## [Exercise directions]
Pull out every line below that contains the string "wire" and copy each one in full. Letter case must match.

## [Supplied records]
# # #

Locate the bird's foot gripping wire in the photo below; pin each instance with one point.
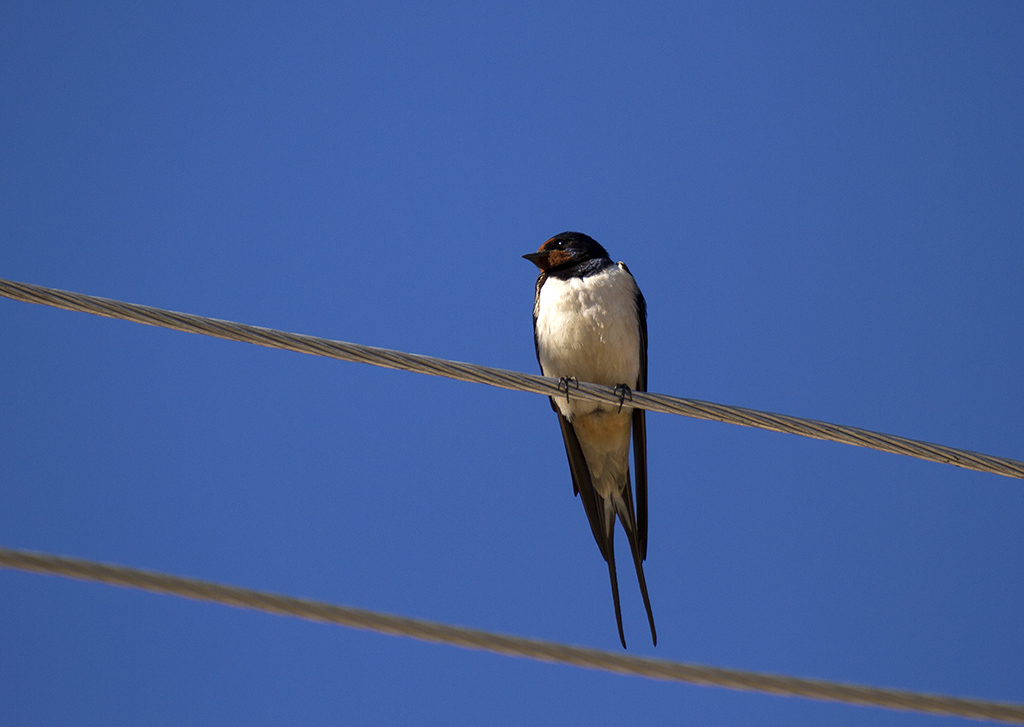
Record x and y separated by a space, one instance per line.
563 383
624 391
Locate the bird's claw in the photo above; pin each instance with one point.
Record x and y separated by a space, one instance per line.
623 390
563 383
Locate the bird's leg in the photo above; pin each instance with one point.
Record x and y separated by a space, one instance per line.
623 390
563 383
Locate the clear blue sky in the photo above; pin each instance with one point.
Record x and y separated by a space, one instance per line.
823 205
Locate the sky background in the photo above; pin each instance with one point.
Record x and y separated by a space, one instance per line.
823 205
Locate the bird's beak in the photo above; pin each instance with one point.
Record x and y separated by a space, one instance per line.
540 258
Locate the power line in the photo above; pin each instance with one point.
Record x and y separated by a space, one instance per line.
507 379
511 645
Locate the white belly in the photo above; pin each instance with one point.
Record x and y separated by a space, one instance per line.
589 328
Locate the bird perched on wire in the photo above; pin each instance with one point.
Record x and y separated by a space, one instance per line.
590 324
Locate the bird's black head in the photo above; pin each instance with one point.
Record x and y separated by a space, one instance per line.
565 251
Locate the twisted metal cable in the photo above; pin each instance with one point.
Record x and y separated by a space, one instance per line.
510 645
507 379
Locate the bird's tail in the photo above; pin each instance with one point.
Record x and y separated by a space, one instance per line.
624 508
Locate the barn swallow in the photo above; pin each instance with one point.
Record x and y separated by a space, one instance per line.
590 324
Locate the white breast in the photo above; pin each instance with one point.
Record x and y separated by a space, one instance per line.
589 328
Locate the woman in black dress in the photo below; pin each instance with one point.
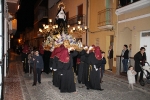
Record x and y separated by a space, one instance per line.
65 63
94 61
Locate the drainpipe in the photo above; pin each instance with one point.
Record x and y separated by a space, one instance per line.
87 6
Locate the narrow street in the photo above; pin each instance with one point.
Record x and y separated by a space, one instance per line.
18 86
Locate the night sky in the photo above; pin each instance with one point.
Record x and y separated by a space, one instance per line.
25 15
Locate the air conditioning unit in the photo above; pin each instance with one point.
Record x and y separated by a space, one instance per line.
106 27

# # #

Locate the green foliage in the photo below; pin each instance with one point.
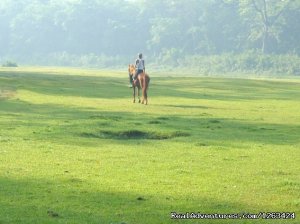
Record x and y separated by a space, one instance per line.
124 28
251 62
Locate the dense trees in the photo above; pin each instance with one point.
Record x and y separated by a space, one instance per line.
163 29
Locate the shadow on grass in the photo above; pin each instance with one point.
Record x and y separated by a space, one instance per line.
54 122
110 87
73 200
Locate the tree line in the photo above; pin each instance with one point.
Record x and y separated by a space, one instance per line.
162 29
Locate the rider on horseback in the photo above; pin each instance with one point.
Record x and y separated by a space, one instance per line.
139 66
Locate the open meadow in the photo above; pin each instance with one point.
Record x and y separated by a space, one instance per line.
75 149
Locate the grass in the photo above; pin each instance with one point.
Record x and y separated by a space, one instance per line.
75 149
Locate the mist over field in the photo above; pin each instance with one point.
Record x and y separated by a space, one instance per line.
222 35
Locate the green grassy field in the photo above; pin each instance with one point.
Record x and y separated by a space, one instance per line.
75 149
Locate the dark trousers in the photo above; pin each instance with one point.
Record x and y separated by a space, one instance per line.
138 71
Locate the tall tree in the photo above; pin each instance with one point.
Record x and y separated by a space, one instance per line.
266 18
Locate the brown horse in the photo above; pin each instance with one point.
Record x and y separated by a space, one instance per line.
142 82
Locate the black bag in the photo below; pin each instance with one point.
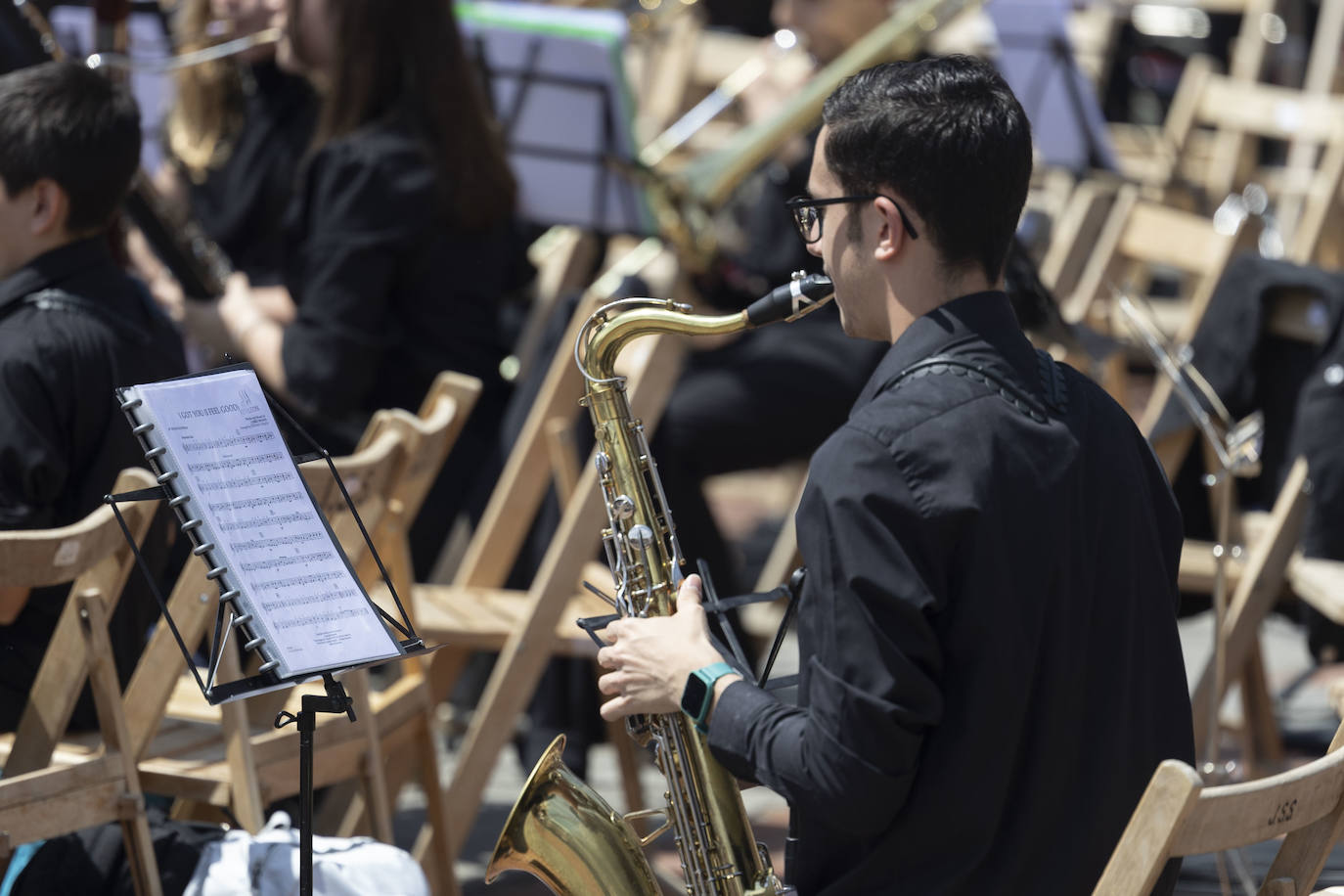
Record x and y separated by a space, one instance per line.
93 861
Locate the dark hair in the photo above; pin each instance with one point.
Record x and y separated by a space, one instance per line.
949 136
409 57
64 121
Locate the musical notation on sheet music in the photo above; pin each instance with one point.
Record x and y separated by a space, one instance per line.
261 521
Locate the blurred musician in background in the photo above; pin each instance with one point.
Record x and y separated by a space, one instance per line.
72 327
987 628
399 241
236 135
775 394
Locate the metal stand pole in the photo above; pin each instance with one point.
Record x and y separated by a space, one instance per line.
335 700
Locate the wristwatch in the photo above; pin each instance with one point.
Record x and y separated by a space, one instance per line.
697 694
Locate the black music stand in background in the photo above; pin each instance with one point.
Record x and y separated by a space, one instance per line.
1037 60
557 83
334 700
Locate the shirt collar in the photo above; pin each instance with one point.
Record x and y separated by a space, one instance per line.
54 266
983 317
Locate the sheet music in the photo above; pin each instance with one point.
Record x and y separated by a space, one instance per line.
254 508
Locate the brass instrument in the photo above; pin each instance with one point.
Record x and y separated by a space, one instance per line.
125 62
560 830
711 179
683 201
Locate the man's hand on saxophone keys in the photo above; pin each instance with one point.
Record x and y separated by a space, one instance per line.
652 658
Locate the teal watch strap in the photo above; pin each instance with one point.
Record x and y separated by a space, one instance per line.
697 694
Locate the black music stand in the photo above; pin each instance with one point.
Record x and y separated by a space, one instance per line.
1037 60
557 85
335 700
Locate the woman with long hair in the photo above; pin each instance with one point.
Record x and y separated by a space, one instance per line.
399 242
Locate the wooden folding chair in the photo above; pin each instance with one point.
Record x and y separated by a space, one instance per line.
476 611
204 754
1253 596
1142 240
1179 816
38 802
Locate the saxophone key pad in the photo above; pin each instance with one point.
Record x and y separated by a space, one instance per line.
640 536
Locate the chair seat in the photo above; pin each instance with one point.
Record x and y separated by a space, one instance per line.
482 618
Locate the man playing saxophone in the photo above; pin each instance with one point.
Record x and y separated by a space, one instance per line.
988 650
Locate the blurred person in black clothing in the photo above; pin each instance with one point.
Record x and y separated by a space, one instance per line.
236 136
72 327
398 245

# # #

## [Task output]
Locate the bird's foot gripping wire in the photo below; pin each instance with one point.
Locate the bird perched on wire in the photo above; pin each instance with one point.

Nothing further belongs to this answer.